=== Given records ===

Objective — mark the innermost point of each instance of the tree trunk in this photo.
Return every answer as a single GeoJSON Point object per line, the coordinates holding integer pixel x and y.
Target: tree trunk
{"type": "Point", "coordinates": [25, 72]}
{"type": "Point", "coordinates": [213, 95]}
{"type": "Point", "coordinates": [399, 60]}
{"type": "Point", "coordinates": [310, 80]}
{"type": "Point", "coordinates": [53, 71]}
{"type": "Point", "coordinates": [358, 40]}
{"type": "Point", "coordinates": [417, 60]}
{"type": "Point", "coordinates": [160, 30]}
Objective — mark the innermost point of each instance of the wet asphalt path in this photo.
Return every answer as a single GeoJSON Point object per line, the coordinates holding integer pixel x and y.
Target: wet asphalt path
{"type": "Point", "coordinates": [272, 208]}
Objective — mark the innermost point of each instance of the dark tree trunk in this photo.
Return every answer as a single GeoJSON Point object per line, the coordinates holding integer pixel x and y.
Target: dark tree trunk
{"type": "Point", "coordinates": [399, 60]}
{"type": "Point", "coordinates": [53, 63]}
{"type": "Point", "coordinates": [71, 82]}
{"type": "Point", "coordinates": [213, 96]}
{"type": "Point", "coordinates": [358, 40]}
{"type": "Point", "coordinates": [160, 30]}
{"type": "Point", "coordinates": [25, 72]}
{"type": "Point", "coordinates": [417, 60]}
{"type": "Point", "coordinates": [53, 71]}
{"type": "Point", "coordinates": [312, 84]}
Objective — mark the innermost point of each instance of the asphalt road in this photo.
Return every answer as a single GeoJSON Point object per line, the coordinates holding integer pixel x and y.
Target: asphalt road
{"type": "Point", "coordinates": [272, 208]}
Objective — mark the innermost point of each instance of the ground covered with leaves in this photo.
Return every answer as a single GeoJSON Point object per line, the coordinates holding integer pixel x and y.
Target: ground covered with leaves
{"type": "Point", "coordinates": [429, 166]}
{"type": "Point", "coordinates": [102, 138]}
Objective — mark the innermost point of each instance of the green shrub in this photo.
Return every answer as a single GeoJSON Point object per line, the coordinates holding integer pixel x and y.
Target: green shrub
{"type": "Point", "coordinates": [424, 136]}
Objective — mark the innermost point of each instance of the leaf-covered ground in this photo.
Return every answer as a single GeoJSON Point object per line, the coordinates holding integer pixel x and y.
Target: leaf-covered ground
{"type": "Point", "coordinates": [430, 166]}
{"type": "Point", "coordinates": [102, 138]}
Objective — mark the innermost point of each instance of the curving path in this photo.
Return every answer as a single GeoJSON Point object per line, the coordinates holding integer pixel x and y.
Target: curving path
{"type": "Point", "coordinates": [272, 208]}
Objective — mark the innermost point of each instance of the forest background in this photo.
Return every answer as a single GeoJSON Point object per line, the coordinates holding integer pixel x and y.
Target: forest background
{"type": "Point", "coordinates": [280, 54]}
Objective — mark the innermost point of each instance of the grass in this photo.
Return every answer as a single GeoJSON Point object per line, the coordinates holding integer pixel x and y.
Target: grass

===

- **Work required**
Can you render every line of the rows above as a Markdown table with two columns, Line No. and Text, numbering each line and leaving out blank lines?

- **Written solution**
| Line No. | Text |
|---|---|
| 1 | Objective — mark the innermost point of each instance of the tree trunk in this photo. |
| 2 | Return every answer as a single GeoJSON Point object per line, the coordinates holding integer pixel x and y. |
| 3 | Target: tree trunk |
| 4 | {"type": "Point", "coordinates": [25, 72]} |
| 5 | {"type": "Point", "coordinates": [213, 95]} |
| 6 | {"type": "Point", "coordinates": [399, 60]} |
| 7 | {"type": "Point", "coordinates": [310, 80]} |
| 8 | {"type": "Point", "coordinates": [53, 71]} |
| 9 | {"type": "Point", "coordinates": [358, 40]} |
| 10 | {"type": "Point", "coordinates": [417, 60]} |
| 11 | {"type": "Point", "coordinates": [160, 30]} |
| 12 | Objective — mark the innermost point of each instance of the wet asphalt path in this photo. |
| 13 | Return every answer as a single GeoJSON Point object per line, the coordinates holding integer pixel x and y. |
| 14 | Target: wet asphalt path |
| 15 | {"type": "Point", "coordinates": [272, 208]} |
| 16 | Objective — mark the innermost point of each instance of the dark tree trunk in this photo. |
| 17 | Return every answer as a single GeoJSON Point object per line, the coordinates holding integer pixel x and y. |
| 18 | Target: dark tree trunk |
| 19 | {"type": "Point", "coordinates": [399, 60]} |
| 20 | {"type": "Point", "coordinates": [53, 63]} |
| 21 | {"type": "Point", "coordinates": [71, 82]} |
| 22 | {"type": "Point", "coordinates": [213, 96]} |
| 23 | {"type": "Point", "coordinates": [358, 40]} |
| 24 | {"type": "Point", "coordinates": [160, 30]} |
| 25 | {"type": "Point", "coordinates": [25, 72]} |
| 26 | {"type": "Point", "coordinates": [417, 60]} |
| 27 | {"type": "Point", "coordinates": [53, 71]} |
| 28 | {"type": "Point", "coordinates": [312, 84]} |
| 29 | Objective — mark the innermost point of each instance of the asphalt road in this photo. |
| 30 | Return every answer as a single GeoJSON Point object per line, the coordinates holding integer pixel x and y. |
| 31 | Target: asphalt road |
| 32 | {"type": "Point", "coordinates": [272, 208]} |
| 33 | Objective — mark the innermost point of each instance of the ground covered with leaves in this photo. |
| 34 | Return every answer as a single GeoJSON Point object per line, the coordinates holding integer pixel x and y. |
| 35 | Target: ground covered with leaves |
| 36 | {"type": "Point", "coordinates": [429, 166]} |
| 37 | {"type": "Point", "coordinates": [102, 138]} |
| 38 | Objective — mark the innermost point of each instance of the green shrub in this photo. |
| 39 | Return every answer as a single GeoJSON Point object per line, the coordinates holding integer pixel x and y. |
| 40 | Target: green shrub |
| 41 | {"type": "Point", "coordinates": [424, 136]} |
| 42 | Objective — mark the innermost point of each instance of the leaf-covered ground in this photo. |
| 43 | Return every answer as a single GeoJSON Point object per line, the coordinates holding integer pixel x and y. |
| 44 | Target: leaf-covered ground |
| 45 | {"type": "Point", "coordinates": [430, 166]} |
| 46 | {"type": "Point", "coordinates": [102, 138]} |
| 47 | Objective — mark the innermost point of each instance of the curving path in this photo. |
| 48 | Return every answer as a single GeoJSON Point object per line, the coordinates holding integer pixel x and y. |
| 49 | Target: curving path |
| 50 | {"type": "Point", "coordinates": [272, 208]} |
| 51 | Objective — mark the innermost point of each instance of the forest background in this photo. |
| 52 | Return every answer as a single GeoJSON Point object per line, the coordinates holding integer pixel x and y. |
| 53 | Target: forest background |
| 54 | {"type": "Point", "coordinates": [280, 54]} |
| 55 | Objective — mark the innermost point of each instance of the grass in this photo. |
| 56 | Return every answer as a single GeoJSON Point object per line, the coordinates holding integer pixel x and y. |
| 57 | Target: grass |